>> BEGIN Available data
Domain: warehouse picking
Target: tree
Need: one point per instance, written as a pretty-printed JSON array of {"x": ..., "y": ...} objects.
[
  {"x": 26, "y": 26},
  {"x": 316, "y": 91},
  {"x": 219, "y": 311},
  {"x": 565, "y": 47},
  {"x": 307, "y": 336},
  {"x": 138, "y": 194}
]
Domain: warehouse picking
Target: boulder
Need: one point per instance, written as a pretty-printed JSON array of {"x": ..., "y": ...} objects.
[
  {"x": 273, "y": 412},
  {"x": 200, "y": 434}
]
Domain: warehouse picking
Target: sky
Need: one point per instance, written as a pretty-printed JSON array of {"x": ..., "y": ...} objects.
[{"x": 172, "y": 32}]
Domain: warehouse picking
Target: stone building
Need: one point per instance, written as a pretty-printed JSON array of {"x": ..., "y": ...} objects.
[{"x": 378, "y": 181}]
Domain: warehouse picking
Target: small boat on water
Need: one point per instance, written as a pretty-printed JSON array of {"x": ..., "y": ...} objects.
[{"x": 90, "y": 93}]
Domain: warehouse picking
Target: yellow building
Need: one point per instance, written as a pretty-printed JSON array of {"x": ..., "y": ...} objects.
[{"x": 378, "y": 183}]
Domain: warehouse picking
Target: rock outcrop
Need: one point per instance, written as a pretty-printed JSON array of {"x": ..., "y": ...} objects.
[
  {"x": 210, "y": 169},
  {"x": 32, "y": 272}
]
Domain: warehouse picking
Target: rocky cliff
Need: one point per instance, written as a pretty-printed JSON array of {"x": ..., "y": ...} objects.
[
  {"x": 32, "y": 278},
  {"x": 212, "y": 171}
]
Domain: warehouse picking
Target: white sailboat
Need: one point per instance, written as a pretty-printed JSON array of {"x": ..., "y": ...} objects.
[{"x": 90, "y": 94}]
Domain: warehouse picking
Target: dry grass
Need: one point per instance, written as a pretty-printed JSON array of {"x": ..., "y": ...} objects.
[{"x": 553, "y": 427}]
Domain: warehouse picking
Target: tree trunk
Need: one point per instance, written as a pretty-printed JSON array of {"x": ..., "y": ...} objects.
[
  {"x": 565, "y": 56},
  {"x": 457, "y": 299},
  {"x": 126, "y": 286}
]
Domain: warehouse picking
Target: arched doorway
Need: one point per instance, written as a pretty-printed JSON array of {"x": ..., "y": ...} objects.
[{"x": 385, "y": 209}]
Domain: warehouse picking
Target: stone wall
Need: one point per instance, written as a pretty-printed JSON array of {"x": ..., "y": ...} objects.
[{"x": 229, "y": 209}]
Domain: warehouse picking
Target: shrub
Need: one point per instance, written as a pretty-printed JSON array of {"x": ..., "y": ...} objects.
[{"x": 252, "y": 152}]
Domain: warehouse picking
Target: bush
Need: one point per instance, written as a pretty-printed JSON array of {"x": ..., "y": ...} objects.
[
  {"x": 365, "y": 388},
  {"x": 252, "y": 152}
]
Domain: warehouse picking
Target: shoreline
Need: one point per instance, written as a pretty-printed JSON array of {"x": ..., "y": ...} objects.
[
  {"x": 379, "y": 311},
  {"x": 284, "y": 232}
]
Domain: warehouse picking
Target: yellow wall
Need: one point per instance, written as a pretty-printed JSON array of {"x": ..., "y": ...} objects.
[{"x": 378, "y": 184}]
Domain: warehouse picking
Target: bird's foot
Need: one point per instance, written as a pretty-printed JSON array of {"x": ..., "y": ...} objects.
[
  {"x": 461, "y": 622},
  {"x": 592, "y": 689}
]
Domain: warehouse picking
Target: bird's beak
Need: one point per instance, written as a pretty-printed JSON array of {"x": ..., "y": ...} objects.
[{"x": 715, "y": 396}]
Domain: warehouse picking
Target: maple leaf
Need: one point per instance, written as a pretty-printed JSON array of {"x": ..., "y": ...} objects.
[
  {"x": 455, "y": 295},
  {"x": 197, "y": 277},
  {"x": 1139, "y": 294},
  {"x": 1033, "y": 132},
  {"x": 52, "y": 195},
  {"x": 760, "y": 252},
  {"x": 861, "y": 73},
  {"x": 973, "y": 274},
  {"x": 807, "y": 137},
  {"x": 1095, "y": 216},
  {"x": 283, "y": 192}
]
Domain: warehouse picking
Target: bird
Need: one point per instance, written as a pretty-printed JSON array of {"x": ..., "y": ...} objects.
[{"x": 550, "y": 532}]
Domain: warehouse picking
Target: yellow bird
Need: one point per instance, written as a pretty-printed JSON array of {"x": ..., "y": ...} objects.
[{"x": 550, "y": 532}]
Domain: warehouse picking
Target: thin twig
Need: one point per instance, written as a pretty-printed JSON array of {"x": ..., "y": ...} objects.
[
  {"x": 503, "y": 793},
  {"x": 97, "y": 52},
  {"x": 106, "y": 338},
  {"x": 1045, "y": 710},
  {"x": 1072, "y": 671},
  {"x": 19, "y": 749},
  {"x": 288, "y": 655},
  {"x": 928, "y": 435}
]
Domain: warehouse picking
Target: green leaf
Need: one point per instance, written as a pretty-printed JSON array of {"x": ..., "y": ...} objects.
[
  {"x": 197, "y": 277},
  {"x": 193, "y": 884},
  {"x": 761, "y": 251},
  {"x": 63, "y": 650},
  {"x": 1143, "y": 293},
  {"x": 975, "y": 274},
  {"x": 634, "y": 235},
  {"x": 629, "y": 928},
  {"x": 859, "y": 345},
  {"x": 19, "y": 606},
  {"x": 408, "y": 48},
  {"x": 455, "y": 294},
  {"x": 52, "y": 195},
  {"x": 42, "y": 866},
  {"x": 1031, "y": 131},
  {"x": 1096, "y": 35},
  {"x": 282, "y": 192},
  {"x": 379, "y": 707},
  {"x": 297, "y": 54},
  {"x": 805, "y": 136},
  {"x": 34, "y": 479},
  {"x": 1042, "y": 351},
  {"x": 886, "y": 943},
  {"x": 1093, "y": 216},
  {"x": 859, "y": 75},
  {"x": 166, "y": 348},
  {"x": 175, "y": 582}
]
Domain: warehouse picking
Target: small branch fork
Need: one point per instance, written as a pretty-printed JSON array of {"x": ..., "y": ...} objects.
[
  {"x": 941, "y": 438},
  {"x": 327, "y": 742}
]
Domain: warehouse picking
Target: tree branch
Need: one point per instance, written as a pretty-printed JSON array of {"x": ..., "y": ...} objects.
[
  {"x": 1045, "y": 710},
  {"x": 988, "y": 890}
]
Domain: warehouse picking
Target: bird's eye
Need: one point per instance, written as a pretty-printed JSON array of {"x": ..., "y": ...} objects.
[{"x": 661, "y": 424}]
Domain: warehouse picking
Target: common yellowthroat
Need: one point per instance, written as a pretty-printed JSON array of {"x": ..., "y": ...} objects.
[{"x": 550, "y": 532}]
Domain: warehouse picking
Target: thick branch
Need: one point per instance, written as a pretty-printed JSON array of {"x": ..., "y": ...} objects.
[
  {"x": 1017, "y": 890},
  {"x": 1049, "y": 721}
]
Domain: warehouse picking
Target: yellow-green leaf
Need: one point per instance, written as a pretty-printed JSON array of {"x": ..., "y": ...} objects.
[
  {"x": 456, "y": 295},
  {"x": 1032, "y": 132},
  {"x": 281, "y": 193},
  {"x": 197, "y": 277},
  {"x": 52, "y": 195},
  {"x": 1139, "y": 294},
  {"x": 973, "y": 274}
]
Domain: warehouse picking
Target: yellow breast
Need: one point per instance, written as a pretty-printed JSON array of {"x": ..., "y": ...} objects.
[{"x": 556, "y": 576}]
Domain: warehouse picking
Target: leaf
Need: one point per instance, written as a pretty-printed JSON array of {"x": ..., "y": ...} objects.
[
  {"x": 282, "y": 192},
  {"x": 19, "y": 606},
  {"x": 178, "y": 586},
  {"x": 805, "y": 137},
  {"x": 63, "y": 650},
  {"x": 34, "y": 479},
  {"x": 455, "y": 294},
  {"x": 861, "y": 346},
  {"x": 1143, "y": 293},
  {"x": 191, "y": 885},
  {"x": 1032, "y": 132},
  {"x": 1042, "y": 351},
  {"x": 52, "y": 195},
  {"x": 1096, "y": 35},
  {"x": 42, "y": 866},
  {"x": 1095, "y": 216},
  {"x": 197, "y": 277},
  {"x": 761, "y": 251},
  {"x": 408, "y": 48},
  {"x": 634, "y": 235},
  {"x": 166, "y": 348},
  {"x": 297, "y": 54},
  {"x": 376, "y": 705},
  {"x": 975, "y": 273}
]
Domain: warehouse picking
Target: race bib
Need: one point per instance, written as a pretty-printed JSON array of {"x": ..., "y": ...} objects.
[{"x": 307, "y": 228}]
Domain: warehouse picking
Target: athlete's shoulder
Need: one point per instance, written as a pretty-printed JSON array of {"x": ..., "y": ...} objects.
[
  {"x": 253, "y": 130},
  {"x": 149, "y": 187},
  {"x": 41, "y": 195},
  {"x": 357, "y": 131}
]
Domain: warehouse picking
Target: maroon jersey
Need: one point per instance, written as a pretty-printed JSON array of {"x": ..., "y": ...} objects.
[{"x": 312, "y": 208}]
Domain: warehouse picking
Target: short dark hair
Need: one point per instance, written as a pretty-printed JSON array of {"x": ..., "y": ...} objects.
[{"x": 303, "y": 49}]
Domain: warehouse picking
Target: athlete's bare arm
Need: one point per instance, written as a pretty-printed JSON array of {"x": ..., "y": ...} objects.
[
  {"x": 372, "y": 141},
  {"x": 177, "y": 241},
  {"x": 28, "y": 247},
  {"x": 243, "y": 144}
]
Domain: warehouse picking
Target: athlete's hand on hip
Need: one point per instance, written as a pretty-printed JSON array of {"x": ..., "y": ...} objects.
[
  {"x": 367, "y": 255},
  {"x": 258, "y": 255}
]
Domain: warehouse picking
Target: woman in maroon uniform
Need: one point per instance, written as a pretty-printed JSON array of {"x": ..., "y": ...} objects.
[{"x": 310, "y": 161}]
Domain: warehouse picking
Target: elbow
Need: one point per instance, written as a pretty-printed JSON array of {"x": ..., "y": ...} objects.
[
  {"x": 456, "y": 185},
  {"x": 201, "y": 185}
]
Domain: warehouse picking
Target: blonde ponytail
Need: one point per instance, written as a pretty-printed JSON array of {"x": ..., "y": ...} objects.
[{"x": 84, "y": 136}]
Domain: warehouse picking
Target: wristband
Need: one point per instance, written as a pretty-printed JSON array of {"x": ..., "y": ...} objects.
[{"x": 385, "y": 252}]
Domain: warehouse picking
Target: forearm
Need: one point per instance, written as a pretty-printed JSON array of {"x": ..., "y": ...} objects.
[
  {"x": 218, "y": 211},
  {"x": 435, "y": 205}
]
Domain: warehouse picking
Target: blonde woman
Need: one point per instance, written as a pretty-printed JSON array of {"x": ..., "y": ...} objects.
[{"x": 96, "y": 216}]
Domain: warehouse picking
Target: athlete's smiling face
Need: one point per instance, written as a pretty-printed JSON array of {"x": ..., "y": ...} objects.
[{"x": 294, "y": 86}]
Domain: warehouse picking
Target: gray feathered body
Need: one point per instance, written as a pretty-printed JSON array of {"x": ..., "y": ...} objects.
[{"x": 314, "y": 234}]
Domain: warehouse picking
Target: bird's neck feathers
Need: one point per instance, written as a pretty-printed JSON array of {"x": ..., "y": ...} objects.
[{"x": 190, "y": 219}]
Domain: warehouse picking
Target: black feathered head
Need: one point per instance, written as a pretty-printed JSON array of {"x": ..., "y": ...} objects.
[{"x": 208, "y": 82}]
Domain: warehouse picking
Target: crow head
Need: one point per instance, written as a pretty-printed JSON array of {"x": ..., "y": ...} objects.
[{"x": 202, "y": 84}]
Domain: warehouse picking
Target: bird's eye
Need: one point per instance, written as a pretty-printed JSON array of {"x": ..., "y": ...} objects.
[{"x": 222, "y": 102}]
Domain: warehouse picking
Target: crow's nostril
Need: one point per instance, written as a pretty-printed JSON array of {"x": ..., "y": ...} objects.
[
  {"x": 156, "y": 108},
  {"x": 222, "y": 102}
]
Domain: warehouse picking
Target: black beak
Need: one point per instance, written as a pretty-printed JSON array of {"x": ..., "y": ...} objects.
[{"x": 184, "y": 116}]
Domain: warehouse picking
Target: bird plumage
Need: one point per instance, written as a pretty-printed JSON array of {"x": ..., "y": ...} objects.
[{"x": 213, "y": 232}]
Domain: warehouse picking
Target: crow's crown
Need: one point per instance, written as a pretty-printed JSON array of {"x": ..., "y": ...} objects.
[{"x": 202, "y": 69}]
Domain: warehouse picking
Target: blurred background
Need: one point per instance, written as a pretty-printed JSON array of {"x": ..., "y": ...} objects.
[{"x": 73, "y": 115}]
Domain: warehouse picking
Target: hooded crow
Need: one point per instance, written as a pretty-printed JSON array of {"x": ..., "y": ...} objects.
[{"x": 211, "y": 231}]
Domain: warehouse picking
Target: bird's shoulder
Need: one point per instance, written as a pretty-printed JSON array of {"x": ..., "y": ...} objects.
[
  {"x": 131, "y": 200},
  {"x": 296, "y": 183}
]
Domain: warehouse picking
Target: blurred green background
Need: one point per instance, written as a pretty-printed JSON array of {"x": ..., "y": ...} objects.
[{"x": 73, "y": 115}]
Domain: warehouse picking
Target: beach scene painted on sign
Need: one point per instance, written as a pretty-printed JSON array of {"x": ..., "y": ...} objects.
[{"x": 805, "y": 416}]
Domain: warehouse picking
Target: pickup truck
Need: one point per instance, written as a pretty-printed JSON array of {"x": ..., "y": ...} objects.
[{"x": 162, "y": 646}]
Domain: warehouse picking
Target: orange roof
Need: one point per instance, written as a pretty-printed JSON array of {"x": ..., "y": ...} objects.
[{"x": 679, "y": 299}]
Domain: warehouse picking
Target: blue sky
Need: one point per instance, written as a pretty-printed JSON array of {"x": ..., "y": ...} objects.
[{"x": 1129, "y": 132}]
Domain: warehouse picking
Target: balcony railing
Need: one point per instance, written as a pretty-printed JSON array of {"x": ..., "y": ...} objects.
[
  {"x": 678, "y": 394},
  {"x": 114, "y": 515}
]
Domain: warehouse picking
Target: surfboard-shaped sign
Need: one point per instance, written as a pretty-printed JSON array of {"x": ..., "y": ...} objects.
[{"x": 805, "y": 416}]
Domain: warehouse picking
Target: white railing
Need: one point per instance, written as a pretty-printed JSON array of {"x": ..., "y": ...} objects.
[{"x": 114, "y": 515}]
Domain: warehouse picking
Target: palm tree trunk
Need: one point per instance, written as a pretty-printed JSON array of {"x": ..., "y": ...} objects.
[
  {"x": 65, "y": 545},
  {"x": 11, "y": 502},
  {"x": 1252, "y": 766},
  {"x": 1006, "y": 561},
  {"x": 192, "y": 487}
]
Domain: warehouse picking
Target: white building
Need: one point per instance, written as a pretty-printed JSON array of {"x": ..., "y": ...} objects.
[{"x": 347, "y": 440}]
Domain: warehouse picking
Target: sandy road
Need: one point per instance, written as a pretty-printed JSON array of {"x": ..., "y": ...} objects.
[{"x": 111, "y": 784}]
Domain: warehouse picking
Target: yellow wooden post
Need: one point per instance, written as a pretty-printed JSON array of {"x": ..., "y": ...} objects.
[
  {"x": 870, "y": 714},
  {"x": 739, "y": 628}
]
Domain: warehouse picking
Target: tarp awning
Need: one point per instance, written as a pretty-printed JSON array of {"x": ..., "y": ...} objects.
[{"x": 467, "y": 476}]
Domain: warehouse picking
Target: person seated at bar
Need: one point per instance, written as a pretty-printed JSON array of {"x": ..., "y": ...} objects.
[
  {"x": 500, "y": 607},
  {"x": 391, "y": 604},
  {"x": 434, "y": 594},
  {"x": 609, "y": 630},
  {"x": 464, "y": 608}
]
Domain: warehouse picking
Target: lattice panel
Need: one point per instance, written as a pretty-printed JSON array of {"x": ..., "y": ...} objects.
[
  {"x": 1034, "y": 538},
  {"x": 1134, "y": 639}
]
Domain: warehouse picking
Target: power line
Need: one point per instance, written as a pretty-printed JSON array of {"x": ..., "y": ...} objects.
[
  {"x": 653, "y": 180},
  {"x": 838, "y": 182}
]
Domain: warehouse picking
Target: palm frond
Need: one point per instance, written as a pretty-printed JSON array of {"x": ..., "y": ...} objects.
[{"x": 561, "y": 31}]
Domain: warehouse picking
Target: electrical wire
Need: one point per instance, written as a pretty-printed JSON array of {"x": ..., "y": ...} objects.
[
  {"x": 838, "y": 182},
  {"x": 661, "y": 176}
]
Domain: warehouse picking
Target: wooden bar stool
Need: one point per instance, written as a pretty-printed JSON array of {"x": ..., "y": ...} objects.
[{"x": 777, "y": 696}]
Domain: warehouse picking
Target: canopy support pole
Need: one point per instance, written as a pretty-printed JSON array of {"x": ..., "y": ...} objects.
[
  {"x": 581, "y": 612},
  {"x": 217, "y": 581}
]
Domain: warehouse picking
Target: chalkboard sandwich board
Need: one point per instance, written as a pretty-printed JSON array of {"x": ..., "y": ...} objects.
>> END Available data
Exercise directions:
Return every line of the records that contains the string "wooden", treating uppercase and lowercase as distinct.

Result:
Target: yellow wooden post
Target: wooden bar stool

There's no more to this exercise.